◆ DESCRIPTION OF THE TASK
Go through the records below and write each one out again unchanged.

◆ GIVEN ENTRIES
--------
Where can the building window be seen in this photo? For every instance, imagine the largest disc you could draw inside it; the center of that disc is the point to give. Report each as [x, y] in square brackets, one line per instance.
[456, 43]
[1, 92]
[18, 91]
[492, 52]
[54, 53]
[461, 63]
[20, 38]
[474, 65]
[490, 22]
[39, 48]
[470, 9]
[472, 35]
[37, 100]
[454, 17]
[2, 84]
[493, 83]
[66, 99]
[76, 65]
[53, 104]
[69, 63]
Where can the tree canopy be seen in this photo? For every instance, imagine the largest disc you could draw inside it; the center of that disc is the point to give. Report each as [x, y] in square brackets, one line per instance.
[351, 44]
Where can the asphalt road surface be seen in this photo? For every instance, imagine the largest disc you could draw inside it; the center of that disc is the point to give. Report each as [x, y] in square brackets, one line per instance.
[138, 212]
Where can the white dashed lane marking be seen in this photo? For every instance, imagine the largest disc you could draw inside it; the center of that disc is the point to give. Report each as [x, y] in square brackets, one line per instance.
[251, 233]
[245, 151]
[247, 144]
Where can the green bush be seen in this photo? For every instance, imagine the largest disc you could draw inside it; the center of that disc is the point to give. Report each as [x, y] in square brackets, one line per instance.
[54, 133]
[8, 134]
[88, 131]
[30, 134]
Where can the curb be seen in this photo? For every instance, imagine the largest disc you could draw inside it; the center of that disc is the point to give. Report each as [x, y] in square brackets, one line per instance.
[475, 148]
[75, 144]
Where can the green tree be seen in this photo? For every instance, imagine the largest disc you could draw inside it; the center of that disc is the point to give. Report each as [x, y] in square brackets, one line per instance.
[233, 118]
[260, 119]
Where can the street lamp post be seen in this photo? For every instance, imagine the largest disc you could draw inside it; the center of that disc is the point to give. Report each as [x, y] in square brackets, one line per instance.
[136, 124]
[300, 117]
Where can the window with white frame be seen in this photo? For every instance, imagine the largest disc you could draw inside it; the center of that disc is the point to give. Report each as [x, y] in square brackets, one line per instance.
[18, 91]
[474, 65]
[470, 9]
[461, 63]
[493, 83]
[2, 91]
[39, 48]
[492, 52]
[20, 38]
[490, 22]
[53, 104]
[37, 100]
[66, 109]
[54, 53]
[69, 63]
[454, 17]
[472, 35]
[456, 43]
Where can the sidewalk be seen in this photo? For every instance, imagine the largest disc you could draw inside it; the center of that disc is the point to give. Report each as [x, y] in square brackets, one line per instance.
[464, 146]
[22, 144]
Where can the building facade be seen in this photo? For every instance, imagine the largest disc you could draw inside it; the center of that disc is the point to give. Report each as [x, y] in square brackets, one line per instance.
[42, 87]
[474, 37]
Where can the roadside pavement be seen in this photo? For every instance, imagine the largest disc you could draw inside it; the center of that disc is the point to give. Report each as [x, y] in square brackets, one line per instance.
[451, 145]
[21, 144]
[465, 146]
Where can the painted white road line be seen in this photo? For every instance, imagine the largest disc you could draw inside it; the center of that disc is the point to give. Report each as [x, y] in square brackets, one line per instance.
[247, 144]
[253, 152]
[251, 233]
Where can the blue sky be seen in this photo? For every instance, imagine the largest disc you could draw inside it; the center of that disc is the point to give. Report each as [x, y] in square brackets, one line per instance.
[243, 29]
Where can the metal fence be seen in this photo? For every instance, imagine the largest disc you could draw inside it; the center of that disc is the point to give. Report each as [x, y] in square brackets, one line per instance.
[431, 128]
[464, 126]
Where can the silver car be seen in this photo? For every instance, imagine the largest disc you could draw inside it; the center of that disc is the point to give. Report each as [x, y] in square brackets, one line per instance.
--------
◆ ANSWER FOR THIS EXERCISE
Where can the building window be seen in this photo? For every instance, imagine the largest disc you could draw inside it; the center of that disc is the point to give. Report each as [x, y] in square brackets, one line per instance.
[456, 43]
[1, 92]
[18, 91]
[492, 52]
[54, 53]
[461, 63]
[20, 38]
[474, 65]
[490, 22]
[39, 48]
[470, 9]
[472, 35]
[37, 100]
[454, 17]
[2, 84]
[493, 83]
[66, 99]
[76, 65]
[53, 104]
[69, 63]
Where can the tree canopy be seen in this photo? For every instance, imagine the largest disc you could draw inside it; the center of that disc is the point to give. Report each as [x, y] in square brackets, one line per instance.
[351, 44]
Where can the asphalt road surface be seen in this photo? For every instance, imagine the largest disc you could draw inside it; the center of that disc is the point to give. Report each as [x, y] in square brackets, one line per instance.
[138, 212]
Where can the white dashed lane marking be seen in this photo? For every instance, imagine the largest disc you could draw inside it; the center of that disc is the point to give. Report each as [x, y] in square brackets, one line per instance.
[251, 233]
[245, 151]
[247, 144]
Where can the green bush be seen in this photo? For every instance, imagine the largest disc you could draw inside it; the center of that disc is the point to give. Report each as [x, y] in square brackets, one line per instance.
[54, 133]
[8, 134]
[88, 131]
[30, 134]
Where can the curb be seen in this photo? For every instance, imagine the largest disc you could draw inside it; the center of that disc is the point to give. Report each as [x, y] in square brackets, one line per instance.
[475, 148]
[75, 144]
Where can the green tree be seen in this photo? For every instance, imagine the largest disc you could draw inside it; the center of that disc is the point to give. Report each as [x, y] in square brackets, one line per instance.
[233, 118]
[260, 119]
Where can the street lamp post be seen in this photo? For every instance, imagine the largest disc you could draw inside it; the center of that disc is the point to give. Report each as [x, y] in square brackets, one line per instance.
[136, 124]
[300, 117]
Where can the window with white frame be seen in this photo? For every instance, imagine the largest disc you could draw inside it; the center of that disc is the point to give. Report each as [x, y] in square brackets, one line per instance.
[18, 91]
[474, 65]
[470, 9]
[461, 63]
[493, 83]
[2, 91]
[39, 48]
[492, 52]
[20, 38]
[490, 22]
[53, 104]
[37, 100]
[66, 109]
[54, 53]
[69, 63]
[454, 17]
[472, 35]
[456, 43]
Where can the sidewalk be seen in this photo? For every instance, imagine the largest disc you could draw inside it; the center of that disc is the point to give. Report each as [x, y] in square brackets, one line per instance.
[464, 146]
[22, 144]
Where can the building facade be seen in this photo? For every instance, imagine the largest disc you could draw inside it; the center of that disc is the point to give. Report each as [x, y] in square brackets, one line per instance.
[42, 87]
[474, 37]
Where can the roadside pavement be seen in this photo? For every instance, imagine the largest disc you could draw inside it; the center of that disc is the point to give. Report each as [x, y] in square brackets, one line per instance.
[451, 145]
[21, 144]
[465, 146]
Where can the painted white road line be seen in this photo? For every instance, imagine the largest disc you could draw inside it; the center of that disc is the point to give. Report each as [x, y] in square brackets, one line per instance.
[247, 144]
[253, 152]
[251, 233]
Where can the blue sky be seen in this photo? For every instance, imagine the largest disc you could draw inside it; the center of that disc is the point to give. Report each as [x, y] in square brackets, one line per instance.
[243, 29]
Where can the metal fence be seen in this photo? For every instance, imagine the largest disc you could draw inside it; the center of that disc is the point to give. Report each as [x, y] in square brackets, one line per instance.
[431, 128]
[464, 126]
Where can the silver car be seen in this photo? For every instance, imagine the largest disc you could draw inside it; the center of that disc is the point to give. Report each as [x, y] in square brackets, one line per instance.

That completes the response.